[How to complete this task]: A verbatim transcription of every record below is required.

Free-text object descriptions
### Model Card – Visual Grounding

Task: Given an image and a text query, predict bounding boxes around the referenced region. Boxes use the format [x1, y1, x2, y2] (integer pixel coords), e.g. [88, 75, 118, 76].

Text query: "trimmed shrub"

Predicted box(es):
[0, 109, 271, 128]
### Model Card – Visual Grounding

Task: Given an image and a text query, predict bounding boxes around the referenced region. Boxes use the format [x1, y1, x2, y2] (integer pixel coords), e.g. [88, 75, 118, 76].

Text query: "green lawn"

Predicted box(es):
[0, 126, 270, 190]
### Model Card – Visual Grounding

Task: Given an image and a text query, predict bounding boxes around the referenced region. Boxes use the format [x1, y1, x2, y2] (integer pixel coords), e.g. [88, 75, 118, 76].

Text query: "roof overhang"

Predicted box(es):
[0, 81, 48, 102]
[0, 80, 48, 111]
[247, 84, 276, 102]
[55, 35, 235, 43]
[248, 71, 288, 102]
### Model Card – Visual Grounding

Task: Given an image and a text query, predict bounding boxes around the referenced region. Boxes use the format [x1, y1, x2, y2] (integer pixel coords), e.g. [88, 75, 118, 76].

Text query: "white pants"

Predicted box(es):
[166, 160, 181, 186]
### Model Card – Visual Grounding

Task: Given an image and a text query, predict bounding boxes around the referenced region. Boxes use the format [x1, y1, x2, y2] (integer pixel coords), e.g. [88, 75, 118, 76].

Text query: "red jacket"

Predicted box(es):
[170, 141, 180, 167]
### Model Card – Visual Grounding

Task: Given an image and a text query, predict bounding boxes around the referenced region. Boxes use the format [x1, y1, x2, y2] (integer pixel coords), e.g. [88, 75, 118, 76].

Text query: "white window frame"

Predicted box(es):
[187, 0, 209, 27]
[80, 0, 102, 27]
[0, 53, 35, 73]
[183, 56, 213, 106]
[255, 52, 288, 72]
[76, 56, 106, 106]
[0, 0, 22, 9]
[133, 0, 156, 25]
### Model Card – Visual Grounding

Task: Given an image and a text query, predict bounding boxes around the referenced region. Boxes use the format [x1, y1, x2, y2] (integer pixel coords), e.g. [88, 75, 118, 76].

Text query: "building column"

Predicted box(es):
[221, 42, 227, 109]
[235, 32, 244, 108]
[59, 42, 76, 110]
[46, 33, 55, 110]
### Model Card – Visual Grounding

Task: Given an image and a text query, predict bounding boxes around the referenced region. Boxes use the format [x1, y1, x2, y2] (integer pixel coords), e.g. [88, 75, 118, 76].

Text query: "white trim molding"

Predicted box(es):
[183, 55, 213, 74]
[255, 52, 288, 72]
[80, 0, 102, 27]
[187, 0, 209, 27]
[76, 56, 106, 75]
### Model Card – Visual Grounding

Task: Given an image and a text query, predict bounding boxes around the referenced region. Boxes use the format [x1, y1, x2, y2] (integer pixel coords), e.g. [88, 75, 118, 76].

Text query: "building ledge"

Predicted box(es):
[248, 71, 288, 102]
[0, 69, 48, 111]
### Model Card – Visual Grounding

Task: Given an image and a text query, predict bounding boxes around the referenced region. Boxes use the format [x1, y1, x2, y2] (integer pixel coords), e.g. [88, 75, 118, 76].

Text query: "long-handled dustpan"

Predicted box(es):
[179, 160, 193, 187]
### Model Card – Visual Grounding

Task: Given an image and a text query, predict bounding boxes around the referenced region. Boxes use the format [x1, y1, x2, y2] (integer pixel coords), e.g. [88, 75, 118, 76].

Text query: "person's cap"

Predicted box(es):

[Solution for this task]:
### Model Card – Visual Grounding

Task: Given an image and a text query, predict bounding boxes around the referenced region. Boxes use the format [x1, y1, x2, y2] (integer pixel coords), e.g. [88, 75, 118, 76].

Text query: "trimmed shrub"

Predicted box(es):
[0, 109, 271, 128]
### Model Card – Visual Grounding

Task: Given an image and a text query, predict bounding boxes around the referenced region. Boxes use the format [x1, y1, x2, y2] (integer pixel coords), e.g. [88, 75, 118, 76].

Text query: "green lawn"

Predicted box(es):
[0, 126, 270, 190]
### Model Card – Visual Grounding

Task: Given an image and a text query, predict bounding boxes around the referenced region. Boxes use the format [x1, y1, x2, y2] (integer pixel coords), e.g. [88, 75, 118, 76].

Text query: "roof overhang"

Predicted box(es):
[0, 81, 48, 102]
[0, 80, 48, 111]
[247, 84, 276, 102]
[55, 35, 235, 43]
[248, 71, 288, 102]
### Model Card – Visual Grounding

Task: Given an image and a text query, predict bounding boxes around the referenced region. Boxes use the format [x1, y1, x2, y2] (integer pixel coords), e.g. [88, 75, 118, 76].

Text query: "white pants"

Predicted box(es):
[166, 160, 181, 186]
### Model Card – Visual Grounding

Task: Given an image and a text query, predict bounding boxes around the referenced region. Boxes use the format [x1, y1, x2, y2] (integer pixel coords), e.g. [88, 75, 118, 76].

Text query: "red jacket"

Predicted box(es):
[170, 141, 180, 167]
### Model Card – Visual Grounding

Task: Given an image and a text query, predict bounding boxes around the referenced region. Boxes use the format [x1, y1, x2, y2] (integer pixel coords), e.g. [88, 75, 118, 76].

Text query: "white window frame"

Predicted box(es):
[187, 0, 209, 27]
[80, 0, 102, 27]
[0, 53, 35, 73]
[183, 56, 213, 106]
[255, 52, 288, 72]
[76, 56, 106, 106]
[0, 0, 22, 9]
[133, 0, 156, 25]
### Model Card – Visual Grounding

Task: Given an image and a text query, predict bounding boxes around the referenced region. Boxes use the format [x1, y1, x2, y2] (integer pixel coords), e.g. [88, 75, 118, 76].

Text query: "building column"

Predicted box(es):
[221, 42, 227, 109]
[235, 32, 244, 108]
[59, 42, 76, 110]
[46, 33, 55, 110]
### Model Card – Visual Grounding

Task: Given an image and a text query, predict bounding boxes around the referenced region. Boxes use the format [x1, y1, x2, y2] (integer pixel coords), e.g. [88, 75, 118, 76].

Text query: "white trim molding"

Predicted box(es):
[183, 55, 213, 74]
[255, 52, 288, 72]
[80, 0, 102, 27]
[187, 0, 209, 27]
[76, 56, 106, 75]
### Model Card – Visual Grounding

Task: Given an image and a text query, predict bounding boxes around the referenced region. Boxes use the format [x1, y1, x2, y2] (integer pixel coords), e.g. [88, 75, 118, 76].

Text query: "building ledge"

Predicted box(es):
[248, 71, 288, 102]
[0, 69, 48, 111]
### Model Card – Visual Grounding

Task: Given an image and a text query, predict bounding boxes around the referenced region. Boxes use the format [x1, y1, x2, y2] (integer pixel coords), e.g. [88, 75, 118, 76].

Text query: "long-handled dustpan"

Predicted box(es):
[179, 160, 193, 187]
### Model Card – Visual Grounding

Task: Given an image and a text query, predict bounding boxes around the referenced region. Boxes use the format [x1, y1, x2, y2] (integer pixel coords), e.g. [88, 75, 118, 76].

Text query: "person's cap"

Predicted box(es):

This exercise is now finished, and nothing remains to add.